Continue the io_uring getdents patch discussion, picking up right after its final line.

Reading passage

>>

If possible, I'd like to keep the ability to explicitly pass in a
directory offset to start reading from into IORING_OP_GETDENTS, so
perhaps we can simply satisfy the mutual exclusion requirement by
taking ->f_pos_lock by hand -- but then I do need to check that it's OK
for ->iterate{,_shared}() to be called successively with discontinuous
offsets without ->llseek() being called in between.

(If that's not OK, then we can either have IORING_OP_GETDENTS just
always start reading at ->f_pos like before (which might then require
adding a IORING_OP_GETDENTS2 at some point in the future if we'll
ever want to change that), or we could have IORING_OP_GETDENTS itself
call ->llseek() for now whenever necessary.)

> , and I like the change from
> a conceptual point of view, but it's a bit ugly around
> iterate_dir_use_ctx_pos().  Any thoughts on how to do this more
> cleanly (without breaking iterate_dir() semantics)?
> 
> 
> > You'd need to return the final offset to allow another
> > read to continue from the end position.
> 
> We can use the ->d_off value as returned in the last struct
> linux_dirent64 as the directory offset to continue reading from
> with the next IORING_OP_GETDENTS call, illustrated by the patch
> to uringfind.c at the bottom.
> 
> 
> 
> diff --git a/fs/io_uring.c b/fs/io_uring.c
> index 13dd29f8ebb3..0f9707ed9294 100644
> --- a/fs/io_uring.c
> +++ b/fs/io_uring.c
> @@ -576,6 +576,7 @@ struct io_getdents {
>  	struct file			*file;
>  	struct linux_dirent64 __user	*dirent;
>  	unsigned int			count;
> +	loff_t				pos;
>  };
>  
>  struct io_completion {
> @@ -4584,9 +4585,10 @@ static int io_getdents_prep(struct io_kiocb *req,
>  
>  	if (unlikely(req->ctx->flags & IORING_SETUP_IOPOLL))
>  		return -EINVAL;
> -	if (sqe->ioprio || sqe->off || sqe->rw_flags || sqe->buf_index)
> +	if (sqe->ioprio || sqe->rw_flags || sqe->buf_index)
>  		return -EINVAL;
>  
> +	getdents->pos = READ_ONCE(sqe->off);
>  	getdents->dirent = u64_to_user_ptr(READ_ONCE(sqe->addr));
>  	getdents->count = READ_ONCE(sqe->len);
>  	return 0;
> @@ -4601,7 +4603,8 @@ static int io_getdents(struct io_kiocb *req, bool force_nonblock)
>  	if (force_nonblock)
>  		return -EAGAIN;
>  
> -	ret = vfs_getdents(req->file, getdents->dirent, getdents->count);
> +	ret = vfs_getdents(req->file, getdents->dirent, getdents->count,
> +			   &getdents->pos);
>  	if (ret < 0) {
>  		if (ret == -ERESTARTSYS)

<<

Information provided
>>

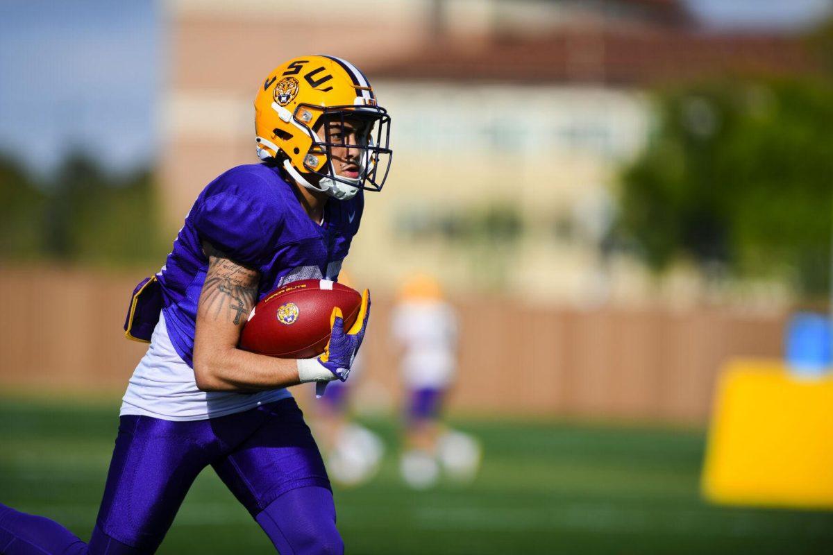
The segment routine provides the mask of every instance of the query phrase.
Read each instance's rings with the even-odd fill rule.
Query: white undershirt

<<

Answer for the task
>  			ret = -EINTR;
> diff --git a/fs/readdir.c b/fs/readdir.c
> index f52167c1eb61..d6bd78f6350a 100644
> --- a/fs/readdir.c
> +++ b/fs/readdir.c
> @@ -37,7 +37,7 @@
>  } while (0)
>  
>  
> -int iterate_dir(struct file *file, struct dir_context *ctx)
> +int iterate_dir_use_ctx_pos(struct file *file, struct dir_context *ctx)
>  {
>  	struct inode *inode = file_inode(file);
>  	bool shared = false;
> @@ -60,12 +60,10 @@ int iterate_dir(struct file *file, struct dir_context *ctx)
>  
>  	res = -ENOENT;
>  	if (!IS_DEADDIR(inode)) {
> -		ctx->pos = file->f_pos;
>  		if (shared)
>  			res = file->f_op->iterate_shared(file, ctx);
>  		else
>  			res = file->f_op->iterate(file, ctx);
> -		file->f_pos = ctx->pos;
>  		fsnotify_access(file);
>  		file_accessed(file);
>  	}
> @@ -76,6 +74,17 @@ int iterate_dir(struct file *file, struct dir_context *ctx)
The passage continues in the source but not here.